**What you will do:**
Look through the entries that follow and return each line that has the string "black".
= Beginning of Section =
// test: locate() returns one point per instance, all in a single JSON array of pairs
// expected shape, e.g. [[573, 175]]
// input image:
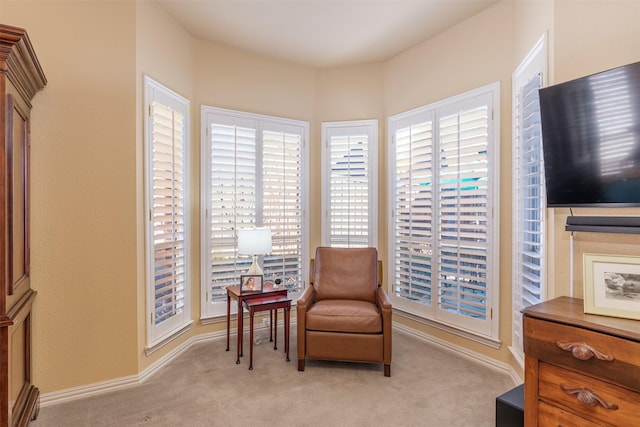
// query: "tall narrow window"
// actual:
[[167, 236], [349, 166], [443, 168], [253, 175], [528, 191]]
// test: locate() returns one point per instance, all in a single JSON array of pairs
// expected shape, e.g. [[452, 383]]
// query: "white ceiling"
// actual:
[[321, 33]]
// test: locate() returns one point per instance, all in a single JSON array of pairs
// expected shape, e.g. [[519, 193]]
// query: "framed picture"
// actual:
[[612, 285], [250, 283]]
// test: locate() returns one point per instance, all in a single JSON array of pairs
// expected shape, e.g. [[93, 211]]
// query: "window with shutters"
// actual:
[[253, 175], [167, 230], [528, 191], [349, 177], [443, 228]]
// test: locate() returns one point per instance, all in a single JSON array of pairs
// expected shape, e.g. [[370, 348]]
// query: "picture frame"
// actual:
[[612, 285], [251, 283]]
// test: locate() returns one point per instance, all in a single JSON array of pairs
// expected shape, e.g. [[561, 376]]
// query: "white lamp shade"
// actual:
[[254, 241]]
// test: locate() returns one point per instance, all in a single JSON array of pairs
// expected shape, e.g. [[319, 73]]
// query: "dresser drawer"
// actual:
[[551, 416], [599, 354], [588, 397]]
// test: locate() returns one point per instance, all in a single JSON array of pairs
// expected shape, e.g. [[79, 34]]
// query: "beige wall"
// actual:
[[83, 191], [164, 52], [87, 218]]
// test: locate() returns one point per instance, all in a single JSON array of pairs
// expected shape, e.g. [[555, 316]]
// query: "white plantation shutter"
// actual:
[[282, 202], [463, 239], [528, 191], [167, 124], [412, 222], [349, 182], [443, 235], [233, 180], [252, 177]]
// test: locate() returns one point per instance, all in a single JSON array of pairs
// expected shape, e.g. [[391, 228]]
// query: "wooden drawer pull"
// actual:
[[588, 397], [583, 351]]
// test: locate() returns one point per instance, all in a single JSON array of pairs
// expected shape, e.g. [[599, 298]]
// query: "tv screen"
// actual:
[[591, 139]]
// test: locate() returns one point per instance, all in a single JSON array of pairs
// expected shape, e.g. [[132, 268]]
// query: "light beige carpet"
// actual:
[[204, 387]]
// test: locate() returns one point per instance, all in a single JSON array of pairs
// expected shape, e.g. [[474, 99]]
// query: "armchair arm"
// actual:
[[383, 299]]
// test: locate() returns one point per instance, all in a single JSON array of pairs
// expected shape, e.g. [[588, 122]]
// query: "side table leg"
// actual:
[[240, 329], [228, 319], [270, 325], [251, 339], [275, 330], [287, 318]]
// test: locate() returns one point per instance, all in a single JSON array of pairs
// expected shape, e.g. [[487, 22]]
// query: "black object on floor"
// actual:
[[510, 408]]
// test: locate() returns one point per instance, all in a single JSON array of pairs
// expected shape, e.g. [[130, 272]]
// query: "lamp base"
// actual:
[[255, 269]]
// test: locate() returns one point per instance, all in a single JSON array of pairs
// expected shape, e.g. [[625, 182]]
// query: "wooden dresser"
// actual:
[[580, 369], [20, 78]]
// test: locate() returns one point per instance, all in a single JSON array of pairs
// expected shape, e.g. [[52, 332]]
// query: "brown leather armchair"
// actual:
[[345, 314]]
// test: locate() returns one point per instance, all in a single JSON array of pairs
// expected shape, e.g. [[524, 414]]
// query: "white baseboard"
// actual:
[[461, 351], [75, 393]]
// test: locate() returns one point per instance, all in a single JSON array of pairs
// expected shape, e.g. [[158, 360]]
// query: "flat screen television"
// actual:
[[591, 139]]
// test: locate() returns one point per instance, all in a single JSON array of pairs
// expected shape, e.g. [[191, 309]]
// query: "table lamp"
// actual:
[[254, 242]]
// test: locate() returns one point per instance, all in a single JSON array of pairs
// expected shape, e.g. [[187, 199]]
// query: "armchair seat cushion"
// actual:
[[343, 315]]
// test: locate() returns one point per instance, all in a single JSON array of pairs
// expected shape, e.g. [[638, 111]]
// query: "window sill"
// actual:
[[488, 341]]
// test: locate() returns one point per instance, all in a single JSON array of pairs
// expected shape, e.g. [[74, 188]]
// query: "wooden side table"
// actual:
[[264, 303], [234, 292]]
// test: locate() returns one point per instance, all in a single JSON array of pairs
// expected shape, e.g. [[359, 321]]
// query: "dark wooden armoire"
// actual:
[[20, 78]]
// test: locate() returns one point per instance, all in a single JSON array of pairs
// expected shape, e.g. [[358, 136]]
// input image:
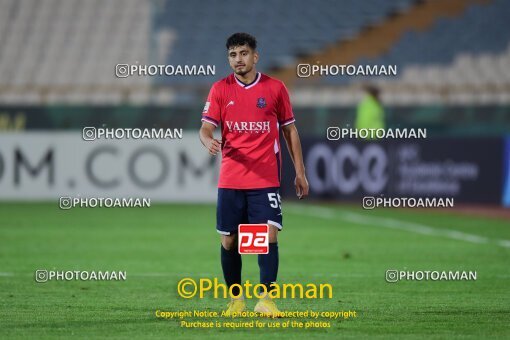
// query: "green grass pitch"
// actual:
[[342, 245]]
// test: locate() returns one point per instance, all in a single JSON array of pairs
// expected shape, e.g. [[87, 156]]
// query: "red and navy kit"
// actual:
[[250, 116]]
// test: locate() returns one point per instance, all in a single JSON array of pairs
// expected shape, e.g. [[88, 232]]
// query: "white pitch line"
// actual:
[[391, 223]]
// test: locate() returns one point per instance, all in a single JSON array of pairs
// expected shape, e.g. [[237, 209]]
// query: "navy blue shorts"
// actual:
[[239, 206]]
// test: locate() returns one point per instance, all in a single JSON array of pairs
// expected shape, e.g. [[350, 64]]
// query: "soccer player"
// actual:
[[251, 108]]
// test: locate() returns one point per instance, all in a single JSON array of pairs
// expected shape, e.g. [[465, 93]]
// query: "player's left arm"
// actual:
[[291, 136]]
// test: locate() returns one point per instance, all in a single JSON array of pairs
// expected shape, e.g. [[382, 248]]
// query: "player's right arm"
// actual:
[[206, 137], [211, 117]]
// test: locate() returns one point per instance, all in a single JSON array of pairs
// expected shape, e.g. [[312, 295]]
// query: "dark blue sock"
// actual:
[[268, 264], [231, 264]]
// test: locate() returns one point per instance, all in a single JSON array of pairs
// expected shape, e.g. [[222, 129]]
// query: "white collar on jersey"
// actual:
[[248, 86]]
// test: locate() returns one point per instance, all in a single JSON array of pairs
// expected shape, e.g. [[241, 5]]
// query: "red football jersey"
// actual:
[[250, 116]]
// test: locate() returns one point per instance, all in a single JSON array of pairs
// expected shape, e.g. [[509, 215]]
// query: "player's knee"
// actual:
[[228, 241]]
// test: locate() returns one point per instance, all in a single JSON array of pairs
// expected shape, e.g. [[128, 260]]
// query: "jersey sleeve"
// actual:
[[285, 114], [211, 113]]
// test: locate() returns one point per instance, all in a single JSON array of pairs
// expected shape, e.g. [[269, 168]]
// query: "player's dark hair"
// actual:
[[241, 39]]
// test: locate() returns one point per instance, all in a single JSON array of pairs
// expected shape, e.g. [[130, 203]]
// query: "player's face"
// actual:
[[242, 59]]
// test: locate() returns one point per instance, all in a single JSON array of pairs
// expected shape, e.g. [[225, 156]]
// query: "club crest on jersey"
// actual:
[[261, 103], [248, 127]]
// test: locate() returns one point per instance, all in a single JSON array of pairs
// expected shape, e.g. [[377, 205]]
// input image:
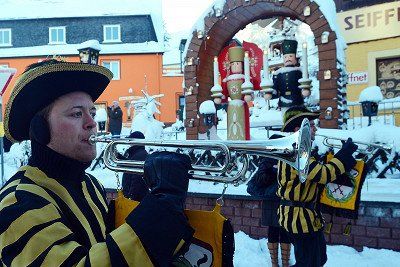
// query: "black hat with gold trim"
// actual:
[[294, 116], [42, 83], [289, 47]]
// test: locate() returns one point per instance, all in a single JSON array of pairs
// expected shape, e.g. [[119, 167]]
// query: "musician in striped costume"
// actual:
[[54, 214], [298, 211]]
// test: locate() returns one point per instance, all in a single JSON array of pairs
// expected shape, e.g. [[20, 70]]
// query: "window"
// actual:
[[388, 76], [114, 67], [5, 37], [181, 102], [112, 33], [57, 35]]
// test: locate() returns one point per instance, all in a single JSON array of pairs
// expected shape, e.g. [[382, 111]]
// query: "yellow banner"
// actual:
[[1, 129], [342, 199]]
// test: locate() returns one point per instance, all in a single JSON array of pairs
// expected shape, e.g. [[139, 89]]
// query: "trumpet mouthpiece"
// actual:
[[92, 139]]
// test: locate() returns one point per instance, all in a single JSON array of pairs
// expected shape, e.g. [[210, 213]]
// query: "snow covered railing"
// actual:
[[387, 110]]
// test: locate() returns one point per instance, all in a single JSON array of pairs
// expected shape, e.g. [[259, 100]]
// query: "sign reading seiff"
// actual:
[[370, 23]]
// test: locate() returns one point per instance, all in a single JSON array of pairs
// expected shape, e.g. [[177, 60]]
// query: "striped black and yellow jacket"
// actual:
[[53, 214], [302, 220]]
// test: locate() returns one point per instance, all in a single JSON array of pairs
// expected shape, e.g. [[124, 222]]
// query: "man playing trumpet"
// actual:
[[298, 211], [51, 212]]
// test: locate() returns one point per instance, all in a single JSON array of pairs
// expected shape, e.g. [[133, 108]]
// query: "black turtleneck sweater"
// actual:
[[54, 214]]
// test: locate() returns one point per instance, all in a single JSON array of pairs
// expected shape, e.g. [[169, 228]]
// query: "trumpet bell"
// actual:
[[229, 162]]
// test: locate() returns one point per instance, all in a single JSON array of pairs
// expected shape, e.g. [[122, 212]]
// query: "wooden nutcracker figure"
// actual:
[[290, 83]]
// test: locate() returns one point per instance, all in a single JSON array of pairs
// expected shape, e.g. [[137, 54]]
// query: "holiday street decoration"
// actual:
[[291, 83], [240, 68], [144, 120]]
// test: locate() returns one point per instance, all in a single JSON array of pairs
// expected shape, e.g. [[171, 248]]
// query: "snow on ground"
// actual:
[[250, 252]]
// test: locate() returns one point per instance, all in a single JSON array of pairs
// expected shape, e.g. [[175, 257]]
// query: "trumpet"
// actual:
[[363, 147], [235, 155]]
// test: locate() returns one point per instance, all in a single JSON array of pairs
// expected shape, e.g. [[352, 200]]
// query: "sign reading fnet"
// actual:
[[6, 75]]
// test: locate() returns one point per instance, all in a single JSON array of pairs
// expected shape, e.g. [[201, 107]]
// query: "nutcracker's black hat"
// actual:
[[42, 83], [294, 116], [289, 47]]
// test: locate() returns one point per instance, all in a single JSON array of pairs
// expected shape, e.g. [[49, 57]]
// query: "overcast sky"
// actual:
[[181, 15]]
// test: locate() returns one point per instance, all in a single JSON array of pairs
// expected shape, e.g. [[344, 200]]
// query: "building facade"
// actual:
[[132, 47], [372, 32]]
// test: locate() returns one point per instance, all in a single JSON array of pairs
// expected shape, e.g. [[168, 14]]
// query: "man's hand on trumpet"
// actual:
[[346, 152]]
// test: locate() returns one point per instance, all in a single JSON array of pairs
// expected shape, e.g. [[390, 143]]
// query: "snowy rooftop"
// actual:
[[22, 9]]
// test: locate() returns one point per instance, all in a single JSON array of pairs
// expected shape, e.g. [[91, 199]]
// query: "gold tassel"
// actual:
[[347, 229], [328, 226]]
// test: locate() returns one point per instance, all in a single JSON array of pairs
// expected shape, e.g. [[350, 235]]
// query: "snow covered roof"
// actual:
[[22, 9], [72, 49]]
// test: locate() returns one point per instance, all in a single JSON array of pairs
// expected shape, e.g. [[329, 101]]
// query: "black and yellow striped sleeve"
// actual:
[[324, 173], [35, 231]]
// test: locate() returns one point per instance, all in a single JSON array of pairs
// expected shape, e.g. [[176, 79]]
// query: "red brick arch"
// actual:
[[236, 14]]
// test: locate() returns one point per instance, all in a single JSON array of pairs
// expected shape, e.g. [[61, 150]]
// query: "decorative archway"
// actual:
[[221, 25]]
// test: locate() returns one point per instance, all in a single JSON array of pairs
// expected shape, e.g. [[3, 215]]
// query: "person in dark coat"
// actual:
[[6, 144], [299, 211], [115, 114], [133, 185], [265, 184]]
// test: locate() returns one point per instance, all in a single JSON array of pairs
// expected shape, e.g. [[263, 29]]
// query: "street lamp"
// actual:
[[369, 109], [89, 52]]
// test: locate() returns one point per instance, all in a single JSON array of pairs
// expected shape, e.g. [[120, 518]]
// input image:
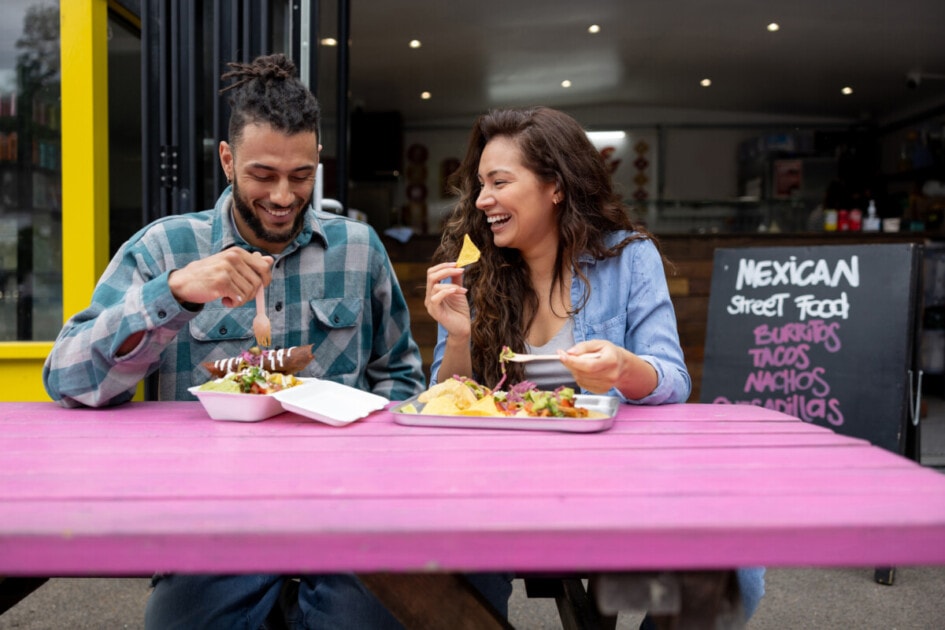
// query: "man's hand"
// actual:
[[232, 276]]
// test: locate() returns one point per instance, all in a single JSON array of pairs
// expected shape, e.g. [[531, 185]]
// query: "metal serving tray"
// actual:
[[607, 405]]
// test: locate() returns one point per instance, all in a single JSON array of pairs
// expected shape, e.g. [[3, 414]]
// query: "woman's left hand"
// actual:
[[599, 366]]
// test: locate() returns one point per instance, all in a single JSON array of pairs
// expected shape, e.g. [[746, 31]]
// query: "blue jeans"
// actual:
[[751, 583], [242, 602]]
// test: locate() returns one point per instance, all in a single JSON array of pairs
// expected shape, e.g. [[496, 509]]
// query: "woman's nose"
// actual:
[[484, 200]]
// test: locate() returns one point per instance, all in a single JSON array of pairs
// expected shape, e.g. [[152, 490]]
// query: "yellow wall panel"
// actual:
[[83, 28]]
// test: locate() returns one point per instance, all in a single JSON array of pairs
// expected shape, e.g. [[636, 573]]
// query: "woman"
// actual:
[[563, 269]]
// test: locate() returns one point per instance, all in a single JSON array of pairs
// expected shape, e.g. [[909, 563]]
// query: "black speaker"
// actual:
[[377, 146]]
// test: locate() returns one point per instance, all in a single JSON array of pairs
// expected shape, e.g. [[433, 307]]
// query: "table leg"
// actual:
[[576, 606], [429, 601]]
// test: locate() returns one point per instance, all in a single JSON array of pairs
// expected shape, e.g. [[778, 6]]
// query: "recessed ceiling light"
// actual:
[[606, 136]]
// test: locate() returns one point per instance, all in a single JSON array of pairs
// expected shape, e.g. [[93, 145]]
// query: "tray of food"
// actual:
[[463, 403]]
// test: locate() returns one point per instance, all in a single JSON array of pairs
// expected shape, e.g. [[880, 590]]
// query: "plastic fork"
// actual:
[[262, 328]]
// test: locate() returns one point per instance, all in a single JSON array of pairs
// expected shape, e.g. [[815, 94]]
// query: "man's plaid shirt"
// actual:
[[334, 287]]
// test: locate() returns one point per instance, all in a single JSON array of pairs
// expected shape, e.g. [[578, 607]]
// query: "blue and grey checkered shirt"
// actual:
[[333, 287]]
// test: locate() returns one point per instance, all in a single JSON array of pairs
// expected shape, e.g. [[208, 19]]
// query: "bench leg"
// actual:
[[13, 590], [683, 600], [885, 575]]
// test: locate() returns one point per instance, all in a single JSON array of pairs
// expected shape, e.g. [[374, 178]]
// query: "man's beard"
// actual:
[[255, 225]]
= End of Section =
**Answer to the problem:**
// query: "black object on floor"
// query: "black hat with gold trim"
// query: "striped black and yellow jacket"
// query: "black turtleneck sweater"
// query: "nutcracker's black hat"
// query: "black and yellow striped sleeve"
// query: "black speaker"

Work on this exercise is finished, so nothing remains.